### [DATA RECORDS]
# # # # #

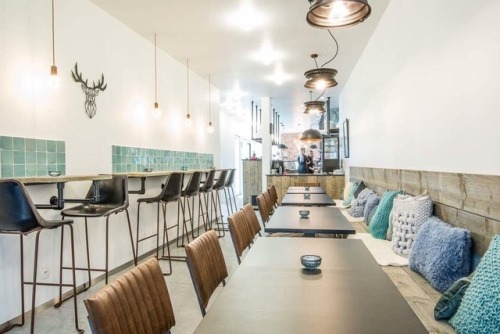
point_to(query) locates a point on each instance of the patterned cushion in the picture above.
(372, 213)
(479, 311)
(449, 302)
(409, 214)
(441, 253)
(371, 202)
(380, 221)
(358, 205)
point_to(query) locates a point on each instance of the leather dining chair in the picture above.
(240, 233)
(207, 266)
(170, 193)
(137, 302)
(112, 199)
(252, 220)
(18, 216)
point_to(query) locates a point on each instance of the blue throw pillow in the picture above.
(371, 202)
(479, 311)
(449, 302)
(441, 253)
(380, 221)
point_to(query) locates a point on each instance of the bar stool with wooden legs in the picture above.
(218, 187)
(191, 190)
(170, 193)
(18, 216)
(106, 198)
(229, 193)
(204, 198)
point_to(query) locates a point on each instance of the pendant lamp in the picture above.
(311, 136)
(329, 14)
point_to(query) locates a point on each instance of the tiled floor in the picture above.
(180, 287)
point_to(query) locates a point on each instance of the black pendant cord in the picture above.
(336, 51)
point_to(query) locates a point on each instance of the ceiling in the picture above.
(204, 31)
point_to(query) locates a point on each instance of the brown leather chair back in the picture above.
(137, 302)
(264, 211)
(206, 265)
(240, 233)
(251, 219)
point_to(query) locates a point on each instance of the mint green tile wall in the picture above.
(20, 157)
(134, 159)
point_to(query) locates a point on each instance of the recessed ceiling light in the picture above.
(246, 18)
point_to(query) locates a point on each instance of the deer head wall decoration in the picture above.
(90, 91)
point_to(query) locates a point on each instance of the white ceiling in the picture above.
(200, 30)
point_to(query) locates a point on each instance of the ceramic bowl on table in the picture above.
(310, 262)
(304, 213)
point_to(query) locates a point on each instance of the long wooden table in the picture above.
(270, 293)
(305, 190)
(321, 220)
(314, 200)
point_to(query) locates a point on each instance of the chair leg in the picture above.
(33, 291)
(131, 238)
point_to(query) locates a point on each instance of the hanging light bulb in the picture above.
(210, 128)
(53, 79)
(156, 108)
(188, 120)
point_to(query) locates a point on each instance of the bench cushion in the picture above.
(441, 253)
(479, 311)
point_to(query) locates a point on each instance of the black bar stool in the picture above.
(19, 216)
(192, 189)
(171, 193)
(229, 193)
(204, 198)
(218, 187)
(111, 196)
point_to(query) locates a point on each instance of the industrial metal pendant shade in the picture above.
(311, 136)
(328, 14)
(320, 78)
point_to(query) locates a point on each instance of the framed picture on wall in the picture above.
(345, 133)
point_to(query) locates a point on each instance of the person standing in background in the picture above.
(310, 162)
(302, 160)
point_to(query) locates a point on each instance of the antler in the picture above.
(100, 84)
(78, 76)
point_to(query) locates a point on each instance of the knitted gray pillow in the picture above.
(408, 214)
(371, 202)
(358, 205)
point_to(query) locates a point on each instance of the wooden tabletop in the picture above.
(270, 293)
(305, 190)
(321, 220)
(314, 200)
(62, 178)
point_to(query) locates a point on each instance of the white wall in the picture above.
(424, 95)
(28, 108)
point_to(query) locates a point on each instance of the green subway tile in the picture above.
(7, 170)
(19, 144)
(41, 145)
(41, 170)
(60, 146)
(41, 158)
(30, 145)
(19, 171)
(51, 146)
(19, 158)
(7, 157)
(6, 143)
(51, 158)
(31, 170)
(31, 157)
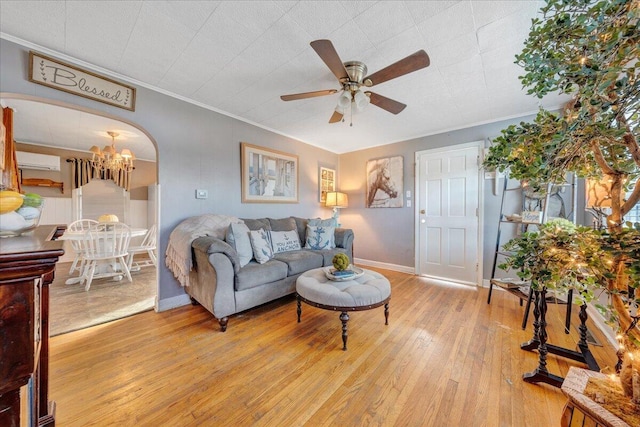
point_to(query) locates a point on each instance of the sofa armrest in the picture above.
(211, 245)
(213, 278)
(344, 239)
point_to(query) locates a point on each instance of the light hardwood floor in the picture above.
(445, 359)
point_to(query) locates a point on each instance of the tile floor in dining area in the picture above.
(73, 308)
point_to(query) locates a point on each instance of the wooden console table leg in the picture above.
(344, 317)
(533, 343)
(541, 374)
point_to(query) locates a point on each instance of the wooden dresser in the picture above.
(27, 266)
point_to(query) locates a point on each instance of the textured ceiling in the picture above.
(239, 57)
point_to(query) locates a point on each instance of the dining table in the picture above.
(79, 235)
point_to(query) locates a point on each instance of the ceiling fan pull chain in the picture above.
(351, 114)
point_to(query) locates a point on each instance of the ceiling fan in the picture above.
(352, 75)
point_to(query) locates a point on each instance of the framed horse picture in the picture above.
(385, 183)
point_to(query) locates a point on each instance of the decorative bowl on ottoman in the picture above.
(19, 213)
(341, 275)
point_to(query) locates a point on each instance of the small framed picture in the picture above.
(268, 176)
(326, 183)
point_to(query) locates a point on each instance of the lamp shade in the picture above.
(336, 199)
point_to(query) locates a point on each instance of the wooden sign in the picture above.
(69, 78)
(532, 217)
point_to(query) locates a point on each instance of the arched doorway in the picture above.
(65, 130)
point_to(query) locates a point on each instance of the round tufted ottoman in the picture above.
(368, 291)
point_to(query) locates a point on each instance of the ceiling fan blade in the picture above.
(326, 51)
(411, 63)
(386, 103)
(305, 95)
(336, 117)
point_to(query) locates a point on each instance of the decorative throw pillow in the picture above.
(317, 222)
(261, 245)
(320, 237)
(238, 238)
(283, 241)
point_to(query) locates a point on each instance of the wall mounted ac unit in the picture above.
(38, 161)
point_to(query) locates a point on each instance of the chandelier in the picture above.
(109, 160)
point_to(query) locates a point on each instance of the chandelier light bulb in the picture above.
(109, 160)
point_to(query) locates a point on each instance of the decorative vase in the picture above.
(630, 376)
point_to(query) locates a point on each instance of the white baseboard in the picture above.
(384, 265)
(173, 302)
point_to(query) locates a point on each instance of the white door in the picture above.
(448, 199)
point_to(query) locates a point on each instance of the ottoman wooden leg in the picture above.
(386, 314)
(344, 317)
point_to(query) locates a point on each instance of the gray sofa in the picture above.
(222, 286)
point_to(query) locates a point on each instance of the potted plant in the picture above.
(590, 50)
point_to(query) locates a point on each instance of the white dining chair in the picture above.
(105, 246)
(148, 246)
(78, 226)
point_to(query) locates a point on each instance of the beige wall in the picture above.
(143, 175)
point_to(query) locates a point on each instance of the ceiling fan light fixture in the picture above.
(344, 100)
(361, 99)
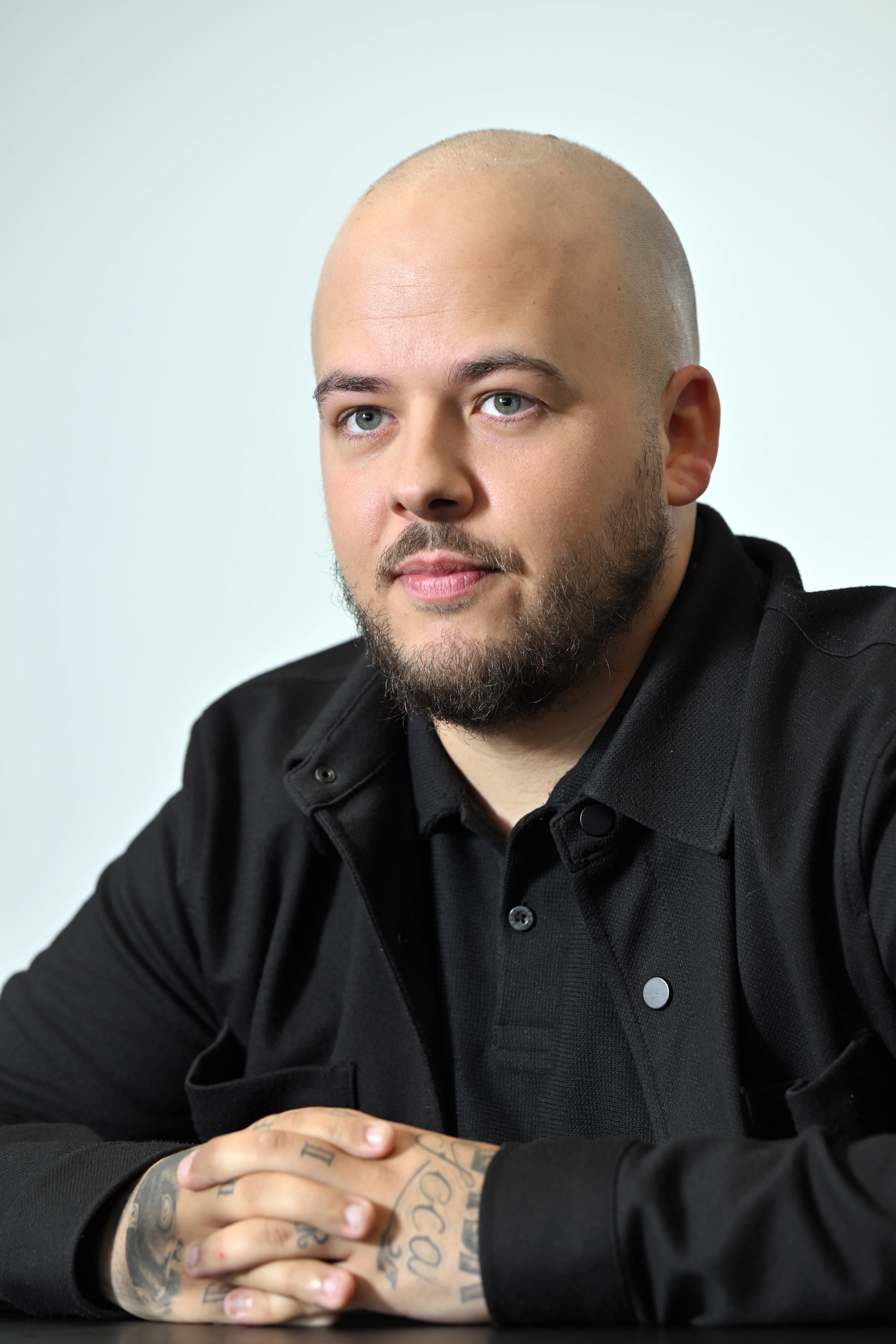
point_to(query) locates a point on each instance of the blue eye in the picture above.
(502, 405)
(365, 420)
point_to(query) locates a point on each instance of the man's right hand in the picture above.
(142, 1254)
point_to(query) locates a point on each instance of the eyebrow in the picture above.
(461, 373)
(339, 381)
(471, 371)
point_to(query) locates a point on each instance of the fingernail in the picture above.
(238, 1303)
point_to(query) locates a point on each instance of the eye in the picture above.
(365, 420)
(506, 405)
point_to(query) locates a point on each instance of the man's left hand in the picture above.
(421, 1257)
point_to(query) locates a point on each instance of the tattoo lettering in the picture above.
(323, 1155)
(426, 1220)
(152, 1246)
(308, 1236)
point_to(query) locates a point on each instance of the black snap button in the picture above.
(522, 918)
(597, 820)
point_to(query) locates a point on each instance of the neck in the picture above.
(514, 771)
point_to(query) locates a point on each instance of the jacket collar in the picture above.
(671, 761)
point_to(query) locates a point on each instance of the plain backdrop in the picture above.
(171, 175)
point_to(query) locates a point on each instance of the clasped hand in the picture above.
(299, 1217)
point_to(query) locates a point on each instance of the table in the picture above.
(363, 1328)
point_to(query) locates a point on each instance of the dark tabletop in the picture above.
(374, 1330)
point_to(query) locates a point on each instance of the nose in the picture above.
(432, 480)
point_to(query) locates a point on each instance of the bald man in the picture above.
(531, 959)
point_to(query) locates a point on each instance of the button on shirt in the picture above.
(535, 1043)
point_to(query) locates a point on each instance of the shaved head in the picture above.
(588, 206)
(514, 425)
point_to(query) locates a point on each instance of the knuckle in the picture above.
(275, 1140)
(279, 1234)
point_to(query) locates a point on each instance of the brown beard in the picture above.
(588, 603)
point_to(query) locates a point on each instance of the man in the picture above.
(590, 863)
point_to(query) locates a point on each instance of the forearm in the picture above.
(54, 1183)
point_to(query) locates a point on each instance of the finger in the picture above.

# # # # #

Lines from the one with "point_to(query) locates a point on each instance of the neck" through the last line above must be printed exactly; no other line is to appear.

point_to(query) locates a point on each instance of the neck in the picture above.
(514, 771)
point_to(query) locates a point on each instance of the jacket collar in the picture above.
(671, 761)
point_to(query) locates a point on each instance of the plain backdrop in the picture above.
(171, 175)
point_to(query) locates a point on each instance of the clasped hand in the picture above.
(299, 1217)
point_to(query) locates a point on each instance of the table in the picture above.
(363, 1328)
point_to(query) locates a point on each instance of the dark tabletop in the picture above.
(374, 1330)
point_to(query) locates a point on each instance of the nose in the picture above.
(432, 480)
point_to(query) locates a point on each instance of the bald man in the picture above.
(531, 959)
point_to(query) locates a point on each instance of the button on shirt in the picture above.
(535, 1043)
point_to(query) locates a point on each instance of the shaved head in the picture above.
(588, 206)
(514, 425)
point_to(query) locates a point on each instance of the knuckle in the picture above.
(275, 1140)
(279, 1234)
point_to(query) locates a point on each instance of the brown beard in the picture above.
(588, 603)
point_to(query) locates a point on each instance of the man in the picture above.
(590, 863)
point_to(query) locates a point on each instance of the forearm in the picture above.
(54, 1183)
point_to(query) locates a point on each instance of the finger in the picture above.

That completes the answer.